**** Fragmento

La ciudad de Alicante que se expandía hacia las laderas del Benacantil, fue arrasada durante los bombardeos franceses en la guerra llamada de los «Nueve años». En julio de 1691. Diez días duró el ataque. Alicante se quedó sin construcciones históricas, sin apenas memoria edilicia. Su reconstrucción urbana se produce en especial durante el siglo XIX, y a partir de la llegada del ferrocarril en la segunda mitad de esa centuria se conecta en línea directa con el centro peninsular. El mar, por entonces, ya no trae los peligros de la piratería, al mismo tiempo que una novedosa cultura higienista ha empezado a recomendar los baños marítimos como sanadores.

********

### Instrucciones
1. Reescribe la parte del fragmento sobre Alicante que comienza con las palabras «La ciudad de» y termina con «marítimos como sanadores.», y cambia «arrasada» por «destruida».
2. Según el fragmento sobre Alicante, ¿cuántos días duró el ataque de julio de 1691?
Las entradas no guardan relación con el fragmento sobre Alicante.

**** Datos del ejercicio

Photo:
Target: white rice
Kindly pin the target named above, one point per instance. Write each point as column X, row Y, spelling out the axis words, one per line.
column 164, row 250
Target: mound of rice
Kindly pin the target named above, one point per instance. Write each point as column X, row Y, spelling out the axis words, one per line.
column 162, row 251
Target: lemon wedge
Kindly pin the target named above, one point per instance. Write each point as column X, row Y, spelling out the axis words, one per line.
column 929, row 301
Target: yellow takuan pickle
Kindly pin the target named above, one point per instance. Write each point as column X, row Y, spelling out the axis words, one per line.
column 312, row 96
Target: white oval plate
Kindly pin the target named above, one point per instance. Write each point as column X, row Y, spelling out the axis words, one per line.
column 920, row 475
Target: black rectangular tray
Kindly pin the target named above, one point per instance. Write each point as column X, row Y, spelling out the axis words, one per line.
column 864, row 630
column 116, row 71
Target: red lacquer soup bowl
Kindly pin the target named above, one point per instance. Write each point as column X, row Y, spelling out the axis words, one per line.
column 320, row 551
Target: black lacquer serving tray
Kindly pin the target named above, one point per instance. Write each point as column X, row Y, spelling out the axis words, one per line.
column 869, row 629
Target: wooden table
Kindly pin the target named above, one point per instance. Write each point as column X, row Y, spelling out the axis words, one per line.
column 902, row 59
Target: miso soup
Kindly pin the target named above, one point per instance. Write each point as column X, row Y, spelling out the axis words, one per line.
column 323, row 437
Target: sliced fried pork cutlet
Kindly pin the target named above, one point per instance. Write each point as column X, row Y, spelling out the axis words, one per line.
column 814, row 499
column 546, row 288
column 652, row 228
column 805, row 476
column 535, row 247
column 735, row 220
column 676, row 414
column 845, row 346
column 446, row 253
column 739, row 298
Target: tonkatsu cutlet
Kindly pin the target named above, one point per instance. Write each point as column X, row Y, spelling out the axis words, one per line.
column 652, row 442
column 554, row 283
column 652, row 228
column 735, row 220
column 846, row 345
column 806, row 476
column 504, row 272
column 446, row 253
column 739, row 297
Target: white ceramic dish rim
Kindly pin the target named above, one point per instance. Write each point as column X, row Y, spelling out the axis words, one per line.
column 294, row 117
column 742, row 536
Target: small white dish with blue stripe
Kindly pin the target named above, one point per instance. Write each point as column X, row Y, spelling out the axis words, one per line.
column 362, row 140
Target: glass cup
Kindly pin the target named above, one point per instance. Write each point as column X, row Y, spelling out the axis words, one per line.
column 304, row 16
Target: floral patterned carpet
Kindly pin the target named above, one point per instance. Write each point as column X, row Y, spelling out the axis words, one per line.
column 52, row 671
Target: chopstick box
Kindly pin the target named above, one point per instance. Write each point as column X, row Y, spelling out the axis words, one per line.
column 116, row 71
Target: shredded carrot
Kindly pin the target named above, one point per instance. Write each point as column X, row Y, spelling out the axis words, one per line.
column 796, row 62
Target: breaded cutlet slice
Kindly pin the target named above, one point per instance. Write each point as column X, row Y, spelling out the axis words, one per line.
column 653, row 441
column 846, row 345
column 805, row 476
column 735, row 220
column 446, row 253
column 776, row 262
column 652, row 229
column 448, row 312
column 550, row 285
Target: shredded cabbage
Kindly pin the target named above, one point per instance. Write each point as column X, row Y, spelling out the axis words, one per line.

********

### Respuestas esperadas
1.
La ciudad de Alicante que se expandía hacia las laderas del Benacantil, fue destruida durante los bombardeos franceses en la guerra llamada de los «Nueve años». En julio de 1691. Diez días duró el ataque. Alicante se quedó sin construcciones históricas, sin apenas memoria edilicia. Su reconstrucción urbana se produce en especial durante el siglo XIX, y a partir de la llegada del ferrocarril en la segunda mitad de esa centuria se conecta en línea directa con el centro peninsular. El mar, por entonces, ya no trae los peligros de la piratería, al mismo tiempo que una novedosa cultura higienista ha empezado a recomendar los baños marítimos como sanadores.

2. El ataque duró diez días.